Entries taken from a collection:
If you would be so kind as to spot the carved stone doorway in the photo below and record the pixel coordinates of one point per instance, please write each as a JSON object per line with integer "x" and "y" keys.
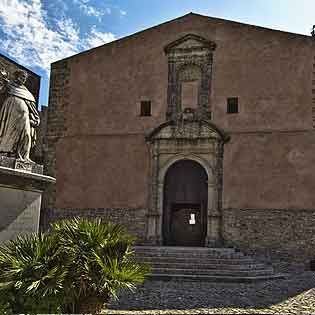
{"x": 185, "y": 204}
{"x": 199, "y": 142}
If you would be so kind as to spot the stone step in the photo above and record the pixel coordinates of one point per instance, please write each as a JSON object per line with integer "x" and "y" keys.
{"x": 192, "y": 254}
{"x": 220, "y": 272}
{"x": 212, "y": 278}
{"x": 188, "y": 251}
{"x": 201, "y": 265}
{"x": 194, "y": 260}
{"x": 180, "y": 249}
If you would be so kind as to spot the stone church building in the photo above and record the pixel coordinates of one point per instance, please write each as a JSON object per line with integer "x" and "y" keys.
{"x": 195, "y": 132}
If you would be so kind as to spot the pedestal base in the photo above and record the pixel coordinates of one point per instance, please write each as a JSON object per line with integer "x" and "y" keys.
{"x": 20, "y": 202}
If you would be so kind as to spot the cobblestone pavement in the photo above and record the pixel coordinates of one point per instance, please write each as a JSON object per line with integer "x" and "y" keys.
{"x": 293, "y": 295}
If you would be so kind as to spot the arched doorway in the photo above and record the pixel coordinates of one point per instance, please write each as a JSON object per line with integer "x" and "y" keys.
{"x": 185, "y": 204}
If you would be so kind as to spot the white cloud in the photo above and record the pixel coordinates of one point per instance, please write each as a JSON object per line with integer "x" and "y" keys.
{"x": 34, "y": 42}
{"x": 98, "y": 38}
{"x": 90, "y": 10}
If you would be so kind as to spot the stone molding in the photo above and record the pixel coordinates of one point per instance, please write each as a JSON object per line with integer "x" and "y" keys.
{"x": 190, "y": 51}
{"x": 198, "y": 141}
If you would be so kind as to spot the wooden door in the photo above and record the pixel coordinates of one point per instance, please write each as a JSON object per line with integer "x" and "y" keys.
{"x": 185, "y": 196}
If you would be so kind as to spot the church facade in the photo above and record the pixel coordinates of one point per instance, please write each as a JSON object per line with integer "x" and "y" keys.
{"x": 196, "y": 132}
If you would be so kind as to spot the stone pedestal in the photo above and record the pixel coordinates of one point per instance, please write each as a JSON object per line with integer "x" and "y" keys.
{"x": 21, "y": 188}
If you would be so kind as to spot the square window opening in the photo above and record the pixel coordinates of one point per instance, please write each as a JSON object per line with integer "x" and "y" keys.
{"x": 232, "y": 105}
{"x": 145, "y": 108}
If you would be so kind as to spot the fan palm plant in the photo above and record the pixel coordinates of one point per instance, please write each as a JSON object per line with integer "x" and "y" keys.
{"x": 100, "y": 262}
{"x": 75, "y": 268}
{"x": 32, "y": 267}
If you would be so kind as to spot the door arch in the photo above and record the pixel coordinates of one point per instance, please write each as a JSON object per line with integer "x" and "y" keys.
{"x": 185, "y": 201}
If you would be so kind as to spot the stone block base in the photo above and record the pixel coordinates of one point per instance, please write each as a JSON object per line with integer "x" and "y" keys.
{"x": 20, "y": 202}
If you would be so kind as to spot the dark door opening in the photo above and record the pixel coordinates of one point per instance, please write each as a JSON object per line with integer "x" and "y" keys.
{"x": 185, "y": 204}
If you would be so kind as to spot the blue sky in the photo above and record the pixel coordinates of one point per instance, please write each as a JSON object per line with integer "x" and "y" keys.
{"x": 37, "y": 32}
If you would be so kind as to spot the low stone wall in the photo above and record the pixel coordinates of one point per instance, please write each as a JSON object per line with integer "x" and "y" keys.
{"x": 133, "y": 219}
{"x": 280, "y": 236}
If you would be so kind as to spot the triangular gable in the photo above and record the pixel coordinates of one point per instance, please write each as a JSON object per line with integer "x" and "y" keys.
{"x": 190, "y": 41}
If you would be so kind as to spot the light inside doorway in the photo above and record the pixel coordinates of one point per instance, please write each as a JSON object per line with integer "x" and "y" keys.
{"x": 192, "y": 219}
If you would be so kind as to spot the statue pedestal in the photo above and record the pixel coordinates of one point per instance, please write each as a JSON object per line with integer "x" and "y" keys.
{"x": 20, "y": 197}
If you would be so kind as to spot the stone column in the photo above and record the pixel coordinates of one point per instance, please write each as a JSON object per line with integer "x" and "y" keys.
{"x": 213, "y": 238}
{"x": 153, "y": 216}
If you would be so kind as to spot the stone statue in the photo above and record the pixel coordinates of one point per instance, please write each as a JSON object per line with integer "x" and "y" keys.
{"x": 18, "y": 117}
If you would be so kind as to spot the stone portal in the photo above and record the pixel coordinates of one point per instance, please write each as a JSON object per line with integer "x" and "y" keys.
{"x": 185, "y": 155}
{"x": 185, "y": 204}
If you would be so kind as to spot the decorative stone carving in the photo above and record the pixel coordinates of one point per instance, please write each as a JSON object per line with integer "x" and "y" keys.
{"x": 18, "y": 117}
{"x": 192, "y": 139}
{"x": 189, "y": 60}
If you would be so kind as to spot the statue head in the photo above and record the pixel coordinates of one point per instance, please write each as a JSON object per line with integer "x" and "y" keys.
{"x": 20, "y": 76}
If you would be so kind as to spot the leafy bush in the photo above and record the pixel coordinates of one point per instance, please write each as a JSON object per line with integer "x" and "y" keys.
{"x": 75, "y": 268}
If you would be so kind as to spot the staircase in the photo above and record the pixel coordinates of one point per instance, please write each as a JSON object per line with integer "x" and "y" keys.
{"x": 202, "y": 263}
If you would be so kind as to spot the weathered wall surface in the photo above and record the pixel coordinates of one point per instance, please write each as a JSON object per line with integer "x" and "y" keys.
{"x": 270, "y": 171}
{"x": 269, "y": 71}
{"x": 97, "y": 135}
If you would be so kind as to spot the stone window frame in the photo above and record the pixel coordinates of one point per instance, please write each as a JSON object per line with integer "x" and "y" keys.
{"x": 200, "y": 55}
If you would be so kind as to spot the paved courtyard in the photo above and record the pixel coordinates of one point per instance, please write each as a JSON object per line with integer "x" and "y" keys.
{"x": 293, "y": 295}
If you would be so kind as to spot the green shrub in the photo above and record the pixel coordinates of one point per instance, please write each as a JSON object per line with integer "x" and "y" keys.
{"x": 75, "y": 268}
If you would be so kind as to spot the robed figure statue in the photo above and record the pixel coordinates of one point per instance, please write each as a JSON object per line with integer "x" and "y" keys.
{"x": 18, "y": 117}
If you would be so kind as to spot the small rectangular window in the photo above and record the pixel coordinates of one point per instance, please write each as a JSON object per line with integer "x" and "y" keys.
{"x": 145, "y": 109}
{"x": 232, "y": 105}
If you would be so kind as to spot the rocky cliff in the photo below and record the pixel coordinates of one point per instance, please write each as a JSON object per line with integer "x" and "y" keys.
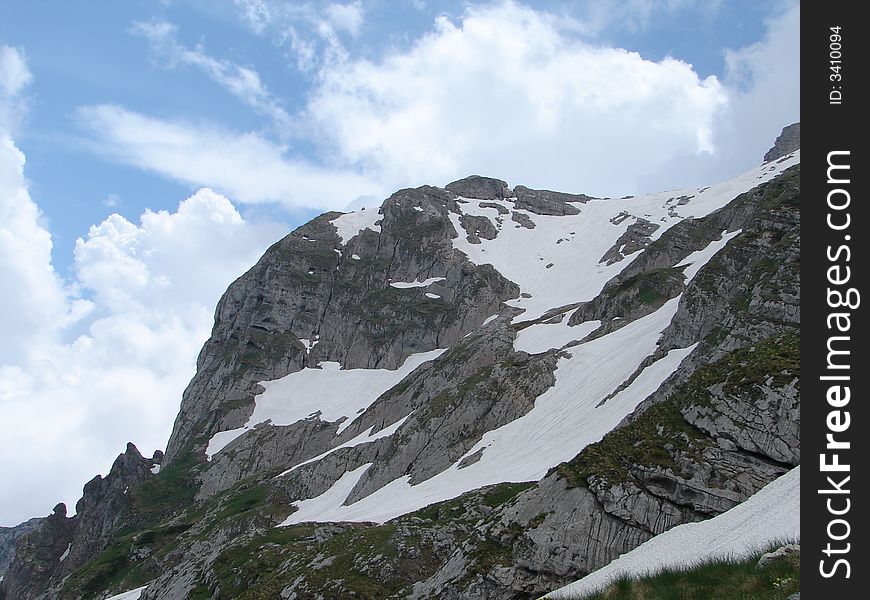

• [GOAL]: Output everything from the line containing "the stone window" down to the end of the rows as a JSON list of strings, one string per line. Skip blank lines and leave the pictures out.

• [COMPLETE ANSWER]:
[
  "If you would be so kind as to spot the stone window frame in the photo above and record the pixel coordinates of one point per instance, please write each as a JSON object per line with integer \"x\" and \"y\" keys.",
  "{\"x\": 200, \"y\": 55}",
  "If you would be so kind as to spot the paved courtyard in the photo above and record the pixel coordinates of one point per instance, please write each as a JSON object per line with integer \"x\" and \"y\" keys.",
  "{\"x\": 293, \"y\": 295}",
  "If you would be so kind as to spot the green shrub in the photo above and record the pixel coordinates of one point per instance, please write each as a JSON object per line with integer \"x\" and \"y\" keys.",
  "{\"x\": 75, \"y\": 268}",
  "If you would be so kind as to spot the robed figure statue in the photo above and record the pixel coordinates of one point per instance, please write each as a JSON object per line with integer \"x\" and \"y\" keys.",
  "{\"x\": 18, \"y\": 117}",
  "If you would be so kind as to spot the small rectangular window in the photo above and record the pixel coordinates of one point per instance, please write each as a JSON object per line with integer \"x\" and \"y\" keys.",
  "{\"x\": 145, \"y\": 109}",
  "{\"x\": 232, \"y\": 105}",
  "If you would be so kind as to spot the rocky cliff in the photo below and record the pixel coordinates of one point per instance, please write each as a JSON object per line with integer \"x\" and \"y\" keys."
]